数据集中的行
========================================

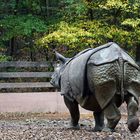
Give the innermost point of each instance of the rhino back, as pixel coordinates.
(110, 54)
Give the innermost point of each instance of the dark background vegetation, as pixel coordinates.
(31, 29)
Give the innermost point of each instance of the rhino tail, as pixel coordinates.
(121, 77)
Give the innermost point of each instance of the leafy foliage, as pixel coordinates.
(15, 26)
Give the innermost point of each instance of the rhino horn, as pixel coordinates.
(60, 57)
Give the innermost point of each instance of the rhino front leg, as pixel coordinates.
(99, 121)
(74, 112)
(113, 116)
(132, 108)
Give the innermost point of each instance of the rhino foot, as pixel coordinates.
(133, 124)
(75, 127)
(97, 129)
(106, 129)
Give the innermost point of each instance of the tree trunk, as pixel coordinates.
(12, 47)
(138, 54)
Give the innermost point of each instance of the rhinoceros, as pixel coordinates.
(99, 80)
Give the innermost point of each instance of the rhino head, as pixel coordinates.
(58, 69)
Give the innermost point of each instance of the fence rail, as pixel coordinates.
(25, 64)
(5, 84)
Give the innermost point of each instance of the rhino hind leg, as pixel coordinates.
(99, 121)
(112, 115)
(74, 112)
(132, 107)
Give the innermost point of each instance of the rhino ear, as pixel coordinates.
(60, 57)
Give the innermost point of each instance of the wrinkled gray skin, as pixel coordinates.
(103, 83)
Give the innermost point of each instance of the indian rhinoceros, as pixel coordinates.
(100, 80)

========================================

任务目标 ▸
从含有“Give the innermost point of each instance of the indian”的那一行开始，一直到这些行的末尾，将“indian rhinoceros”更新为“greater one-horned rhinoceros”，其余不变，这几行应写成什么样？

回答 ▸
Give the innermost point of each instance of the greater one-horned rhinoceros, as pixel coordinates.
(100, 80)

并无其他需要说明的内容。